### [Provided text]
+===+
Teacher tears are when you feel overwhelmed with love for your students. I’m feeling that today. I have had a lot of jobs that have made me cry. My teacher jobs have been no different but the reason changed. Before, I cried for sadness. Now, I cry for the joy I feel at being able to work as a teacher. I’m teary today because I will miss these special little people at Locke Hill Elementary. As I told them, they are special and I will always remember them.
I had a great experience yesterday connecting with one of my more “active” students. Sammy (name changed) is the one in class who finds it almost impossible to sit still and refrain from blurting out answers and comments. He was placed on a behavior contract almost at the beginning of the year. He has a poverty frame of reference that tells him all authority is bad. So by “active” I mean challenge. He is a challenge to conform to the social ettiquette of a traditional classroom. Sammy loves basketball. He plays it every recess. He is constantly practicing jump shots. And I mean constantly. While the rest of the class is writing, Sammy decides he needs a tissue to blow his nose but most importantly to ball it up and ‘jump shot’ it into the trash can. Sammy also practices in the hallway on his way to lunch, the bathroom, music, P.E. (of course) etc. So how do I connect with a student like that? My answer: March Madness. I came up with this idea in an effort to channel the jump shot practice in order for Sammy to want to please me in order for him to be able to sit still and pay attention so that he might actually be able to get the grades in high school to play on a high school team, graduate and get into college where he might get a “jump shot” of a chance to play on a college team. The idea: hold our own Fourth Grade March Madness Championship. Sammy loved the idea. I found a bracket for him online and the idea is taking shape. I hope the connection with have a lifelong chain of positive effects.
+===+
Items from a dataset:
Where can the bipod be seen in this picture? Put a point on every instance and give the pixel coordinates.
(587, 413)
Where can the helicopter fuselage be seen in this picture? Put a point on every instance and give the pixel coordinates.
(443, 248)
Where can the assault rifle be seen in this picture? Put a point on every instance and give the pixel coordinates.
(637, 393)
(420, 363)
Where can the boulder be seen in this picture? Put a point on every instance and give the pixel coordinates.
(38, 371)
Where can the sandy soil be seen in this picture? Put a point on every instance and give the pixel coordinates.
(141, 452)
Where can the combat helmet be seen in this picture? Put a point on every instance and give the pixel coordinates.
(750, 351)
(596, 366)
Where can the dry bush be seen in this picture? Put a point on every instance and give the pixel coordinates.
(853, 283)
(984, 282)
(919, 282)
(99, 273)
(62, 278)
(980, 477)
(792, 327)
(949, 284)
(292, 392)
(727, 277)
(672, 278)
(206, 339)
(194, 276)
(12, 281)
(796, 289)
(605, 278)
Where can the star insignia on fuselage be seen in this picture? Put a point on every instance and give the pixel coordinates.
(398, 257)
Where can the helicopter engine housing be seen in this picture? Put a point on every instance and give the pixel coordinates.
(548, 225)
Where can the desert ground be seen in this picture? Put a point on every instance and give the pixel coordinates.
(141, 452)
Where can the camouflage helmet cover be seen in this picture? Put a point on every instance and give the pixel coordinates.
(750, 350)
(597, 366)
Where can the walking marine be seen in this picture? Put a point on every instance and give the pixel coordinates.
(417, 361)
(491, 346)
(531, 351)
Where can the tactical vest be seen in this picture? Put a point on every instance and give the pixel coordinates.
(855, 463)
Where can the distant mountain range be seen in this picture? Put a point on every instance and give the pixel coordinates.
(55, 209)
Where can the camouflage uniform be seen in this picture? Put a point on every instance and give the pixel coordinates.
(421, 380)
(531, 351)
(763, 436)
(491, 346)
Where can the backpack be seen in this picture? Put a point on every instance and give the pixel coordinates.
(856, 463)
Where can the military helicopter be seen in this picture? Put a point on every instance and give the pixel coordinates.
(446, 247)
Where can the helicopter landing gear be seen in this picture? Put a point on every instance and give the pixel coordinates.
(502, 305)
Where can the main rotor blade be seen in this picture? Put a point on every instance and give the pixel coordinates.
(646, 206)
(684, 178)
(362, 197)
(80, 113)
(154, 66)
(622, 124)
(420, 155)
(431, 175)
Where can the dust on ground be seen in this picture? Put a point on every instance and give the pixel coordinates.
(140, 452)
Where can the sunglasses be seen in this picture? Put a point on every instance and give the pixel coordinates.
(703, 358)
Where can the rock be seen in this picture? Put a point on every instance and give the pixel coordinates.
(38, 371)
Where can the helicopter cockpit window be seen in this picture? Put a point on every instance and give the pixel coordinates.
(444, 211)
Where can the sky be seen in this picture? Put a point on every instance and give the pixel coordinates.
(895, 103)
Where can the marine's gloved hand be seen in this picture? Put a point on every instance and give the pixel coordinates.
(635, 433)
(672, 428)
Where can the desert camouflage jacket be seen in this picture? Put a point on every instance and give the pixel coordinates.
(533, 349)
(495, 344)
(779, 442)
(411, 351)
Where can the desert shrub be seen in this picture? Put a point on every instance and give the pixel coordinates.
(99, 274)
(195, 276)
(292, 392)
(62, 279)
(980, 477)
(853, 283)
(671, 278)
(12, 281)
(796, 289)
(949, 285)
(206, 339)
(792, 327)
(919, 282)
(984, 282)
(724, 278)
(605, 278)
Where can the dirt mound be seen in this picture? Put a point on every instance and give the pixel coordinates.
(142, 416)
+===+
### [Written instruction 1]
Answer these questions using the post about teaching:
(a) At which school are the students the writer will miss?
(b) What sport does Sammy play every recess?
(c) What did the writer find online for Sammy?
### [Written instruction 2]
State whether each statement agrees with the post about teaching, and support each answer by quoting the words that decide it:
(a) Sammy was placed on a behavior contract near the end of the year.
(b) In the writer's earlier jobs, the tears came from sadness.
(c) Sammy disliked the March Madness idea.
### [Written instruction 3]
Continue the post about teaching from the point where it stops.
The data are separate material, unrelated to the post about teaching.

### [Exercise result 1]
(a) Locke Hill Elementary
(b) Basketball
(c) A bracket

### [Exercise result 2]
(a) No: "He was placed on a behavior contract almost at the beginning of the year."
(b) Yes: "Before, I cried for sadness."
(c) No: "Sammy loved the idea."

### [Exercise result 3]
My wonderful mentor teacher offered to arrange for me to go into each grade level in my school and observe. I just finished my last one today. I’m so thankful for having the opportunity to observe heroes of education. The mantra for the American workforce for the last four years has been “do more with less.” No one feels this strain more than our American teachers. We have less resources but higher standards; less instruction time but more objectives; more students but less of us. The definition of a hero is: a person of distinguished courage or ability, admired for their brave deeds and noble qualities. I would like to propose that this definition be officially changed to define an American teacher. Distinguished courage…check. Distinguished ability…check. Brave deeds and noble qualities…check and check. I can only hope that I will be able to join their ranks some day.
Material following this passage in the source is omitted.